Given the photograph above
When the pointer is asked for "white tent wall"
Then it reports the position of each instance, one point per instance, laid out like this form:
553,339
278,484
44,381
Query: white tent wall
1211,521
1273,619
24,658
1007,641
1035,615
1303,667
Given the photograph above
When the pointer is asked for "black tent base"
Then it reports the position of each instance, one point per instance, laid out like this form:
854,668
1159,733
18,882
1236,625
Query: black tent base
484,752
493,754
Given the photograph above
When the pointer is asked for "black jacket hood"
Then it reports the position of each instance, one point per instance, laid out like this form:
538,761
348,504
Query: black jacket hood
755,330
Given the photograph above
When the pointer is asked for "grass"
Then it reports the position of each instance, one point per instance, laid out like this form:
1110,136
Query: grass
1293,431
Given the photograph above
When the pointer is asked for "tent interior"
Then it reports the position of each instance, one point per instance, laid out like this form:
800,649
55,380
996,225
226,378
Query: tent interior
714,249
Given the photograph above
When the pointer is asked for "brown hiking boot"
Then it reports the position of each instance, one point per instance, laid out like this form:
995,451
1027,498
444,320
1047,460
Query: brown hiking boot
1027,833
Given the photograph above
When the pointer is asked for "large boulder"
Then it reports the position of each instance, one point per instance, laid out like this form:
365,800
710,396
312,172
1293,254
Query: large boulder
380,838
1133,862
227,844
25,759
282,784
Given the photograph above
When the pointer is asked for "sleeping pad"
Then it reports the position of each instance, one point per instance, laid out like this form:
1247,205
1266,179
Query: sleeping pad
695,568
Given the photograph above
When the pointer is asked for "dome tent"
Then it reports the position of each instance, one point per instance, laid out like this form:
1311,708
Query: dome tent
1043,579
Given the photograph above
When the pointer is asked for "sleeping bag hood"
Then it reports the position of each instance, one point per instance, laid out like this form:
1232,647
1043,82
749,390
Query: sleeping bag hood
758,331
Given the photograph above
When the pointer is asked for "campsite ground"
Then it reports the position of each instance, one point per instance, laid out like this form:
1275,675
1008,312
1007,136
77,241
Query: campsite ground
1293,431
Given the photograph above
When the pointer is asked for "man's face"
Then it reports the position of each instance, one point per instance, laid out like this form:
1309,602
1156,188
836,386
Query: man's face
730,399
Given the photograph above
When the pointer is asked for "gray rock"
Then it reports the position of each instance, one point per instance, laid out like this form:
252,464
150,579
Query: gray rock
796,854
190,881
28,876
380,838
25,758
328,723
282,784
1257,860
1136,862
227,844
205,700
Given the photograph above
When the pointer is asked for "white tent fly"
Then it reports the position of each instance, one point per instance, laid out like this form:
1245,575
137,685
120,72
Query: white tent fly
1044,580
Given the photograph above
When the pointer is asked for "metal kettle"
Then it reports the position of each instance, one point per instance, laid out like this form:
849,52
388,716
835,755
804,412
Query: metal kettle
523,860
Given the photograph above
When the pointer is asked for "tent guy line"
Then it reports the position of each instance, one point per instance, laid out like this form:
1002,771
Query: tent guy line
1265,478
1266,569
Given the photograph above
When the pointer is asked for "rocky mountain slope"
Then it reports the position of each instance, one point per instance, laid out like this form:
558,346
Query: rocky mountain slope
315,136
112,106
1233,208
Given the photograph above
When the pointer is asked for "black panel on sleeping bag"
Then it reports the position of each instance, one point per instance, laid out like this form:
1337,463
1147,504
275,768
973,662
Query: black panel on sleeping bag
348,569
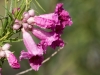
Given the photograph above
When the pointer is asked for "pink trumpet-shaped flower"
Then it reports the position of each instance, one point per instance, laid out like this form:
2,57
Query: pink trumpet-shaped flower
13,62
34,54
46,21
48,38
64,18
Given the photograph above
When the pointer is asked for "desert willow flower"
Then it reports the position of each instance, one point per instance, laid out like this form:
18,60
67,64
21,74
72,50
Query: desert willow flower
34,54
12,60
51,39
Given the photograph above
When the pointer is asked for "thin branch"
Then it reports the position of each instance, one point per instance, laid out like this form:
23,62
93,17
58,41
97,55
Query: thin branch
30,69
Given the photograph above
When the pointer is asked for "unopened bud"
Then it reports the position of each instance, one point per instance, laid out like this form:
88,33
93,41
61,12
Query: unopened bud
30,20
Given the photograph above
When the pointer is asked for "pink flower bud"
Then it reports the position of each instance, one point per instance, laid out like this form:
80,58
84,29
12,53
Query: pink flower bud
31,12
13,62
16,26
26,15
30,20
6,46
2,54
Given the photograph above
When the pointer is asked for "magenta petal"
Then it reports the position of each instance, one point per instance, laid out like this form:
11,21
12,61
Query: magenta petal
47,20
30,44
35,62
48,37
57,43
13,62
64,18
25,55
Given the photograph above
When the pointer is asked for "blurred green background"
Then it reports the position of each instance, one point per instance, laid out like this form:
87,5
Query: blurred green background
81,56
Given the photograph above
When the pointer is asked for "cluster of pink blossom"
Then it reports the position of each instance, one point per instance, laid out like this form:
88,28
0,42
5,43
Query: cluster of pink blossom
31,23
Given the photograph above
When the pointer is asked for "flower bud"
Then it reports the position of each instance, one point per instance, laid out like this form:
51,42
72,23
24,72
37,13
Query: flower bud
31,12
30,20
2,54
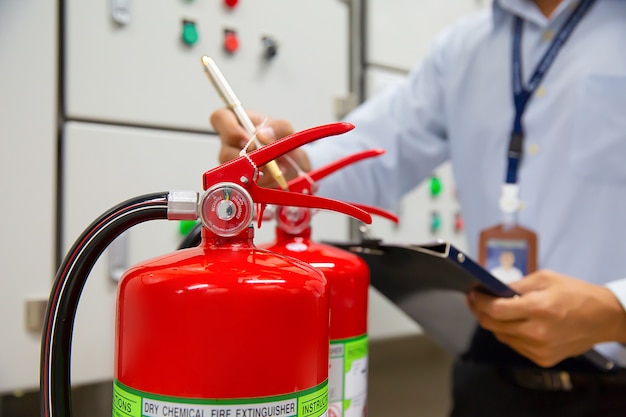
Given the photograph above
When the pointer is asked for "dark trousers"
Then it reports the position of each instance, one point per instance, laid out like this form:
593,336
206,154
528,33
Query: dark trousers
481,390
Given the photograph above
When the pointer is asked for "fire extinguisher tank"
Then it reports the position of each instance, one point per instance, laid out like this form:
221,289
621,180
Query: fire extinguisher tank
347,274
222,320
348,278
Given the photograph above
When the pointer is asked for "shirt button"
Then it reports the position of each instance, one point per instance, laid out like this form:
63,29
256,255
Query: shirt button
540,92
548,35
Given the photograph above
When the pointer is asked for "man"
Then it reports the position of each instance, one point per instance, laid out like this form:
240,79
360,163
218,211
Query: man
463,103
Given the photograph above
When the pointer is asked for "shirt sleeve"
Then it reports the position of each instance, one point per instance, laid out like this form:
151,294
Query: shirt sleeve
408,121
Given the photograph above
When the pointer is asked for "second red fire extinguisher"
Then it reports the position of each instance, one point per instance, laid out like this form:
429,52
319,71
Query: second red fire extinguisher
348,277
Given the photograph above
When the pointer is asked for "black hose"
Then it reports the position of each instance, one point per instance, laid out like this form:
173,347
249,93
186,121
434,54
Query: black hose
56,343
193,238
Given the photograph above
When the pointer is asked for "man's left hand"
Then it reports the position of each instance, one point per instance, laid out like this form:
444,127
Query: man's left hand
555,317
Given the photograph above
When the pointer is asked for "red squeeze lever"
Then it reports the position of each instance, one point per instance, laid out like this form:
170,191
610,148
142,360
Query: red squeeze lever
244,172
304,185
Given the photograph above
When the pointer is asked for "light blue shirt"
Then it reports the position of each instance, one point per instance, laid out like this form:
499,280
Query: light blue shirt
457,105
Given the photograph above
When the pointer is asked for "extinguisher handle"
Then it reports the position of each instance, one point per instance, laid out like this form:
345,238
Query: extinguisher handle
378,212
244,171
305,183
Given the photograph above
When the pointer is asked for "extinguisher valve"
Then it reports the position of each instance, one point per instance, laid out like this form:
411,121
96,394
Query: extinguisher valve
182,205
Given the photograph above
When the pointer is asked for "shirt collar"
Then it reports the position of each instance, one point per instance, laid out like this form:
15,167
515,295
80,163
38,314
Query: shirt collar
527,10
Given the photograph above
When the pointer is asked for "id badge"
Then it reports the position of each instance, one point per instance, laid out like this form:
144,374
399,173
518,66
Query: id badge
508,252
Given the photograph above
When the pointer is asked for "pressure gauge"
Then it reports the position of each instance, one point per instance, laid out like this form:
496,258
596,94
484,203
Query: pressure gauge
226,209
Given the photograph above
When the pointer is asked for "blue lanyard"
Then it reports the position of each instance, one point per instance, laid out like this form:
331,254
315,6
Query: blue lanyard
521,94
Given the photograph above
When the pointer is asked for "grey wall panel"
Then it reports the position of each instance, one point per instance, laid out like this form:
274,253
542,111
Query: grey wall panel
27,180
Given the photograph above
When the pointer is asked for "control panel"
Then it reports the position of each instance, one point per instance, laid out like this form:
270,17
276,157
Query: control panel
137,62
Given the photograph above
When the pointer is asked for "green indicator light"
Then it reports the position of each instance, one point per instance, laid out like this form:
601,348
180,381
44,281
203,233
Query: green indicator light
435,222
185,226
190,33
435,186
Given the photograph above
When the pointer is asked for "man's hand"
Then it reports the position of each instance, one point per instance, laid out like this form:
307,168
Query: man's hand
555,317
234,137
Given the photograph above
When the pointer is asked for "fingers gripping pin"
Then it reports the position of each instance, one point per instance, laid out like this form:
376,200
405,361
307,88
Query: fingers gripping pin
230,99
231,188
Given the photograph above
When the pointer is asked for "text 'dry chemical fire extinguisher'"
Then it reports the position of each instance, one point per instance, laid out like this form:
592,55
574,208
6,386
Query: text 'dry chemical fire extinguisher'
222,329
348,277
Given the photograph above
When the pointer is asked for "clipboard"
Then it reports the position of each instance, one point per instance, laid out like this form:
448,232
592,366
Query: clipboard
407,274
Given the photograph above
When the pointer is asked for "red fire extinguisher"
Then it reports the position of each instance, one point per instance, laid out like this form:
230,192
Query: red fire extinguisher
224,329
348,277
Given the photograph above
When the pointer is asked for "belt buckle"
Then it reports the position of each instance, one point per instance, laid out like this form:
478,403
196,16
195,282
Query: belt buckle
558,381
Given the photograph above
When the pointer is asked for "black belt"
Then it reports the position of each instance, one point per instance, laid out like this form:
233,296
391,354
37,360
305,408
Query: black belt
554,380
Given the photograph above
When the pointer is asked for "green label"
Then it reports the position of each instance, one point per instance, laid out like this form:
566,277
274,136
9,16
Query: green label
129,402
347,379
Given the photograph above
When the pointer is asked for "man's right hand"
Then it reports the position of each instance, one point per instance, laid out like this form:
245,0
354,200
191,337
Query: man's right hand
234,137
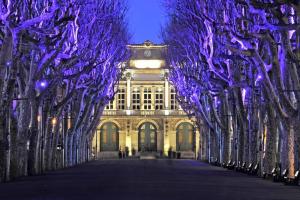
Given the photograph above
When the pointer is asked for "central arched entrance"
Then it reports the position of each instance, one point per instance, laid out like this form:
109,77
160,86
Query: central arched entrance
109,137
147,137
185,137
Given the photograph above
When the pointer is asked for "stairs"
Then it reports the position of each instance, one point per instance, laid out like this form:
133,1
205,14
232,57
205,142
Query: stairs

■ ■ ■

Instruction: Gather every line of the rows above that contains the word "clipboard", and copy each of those lines in full.

Worked solution:
When the pointer is asked for "clipboard"
Query: clipboard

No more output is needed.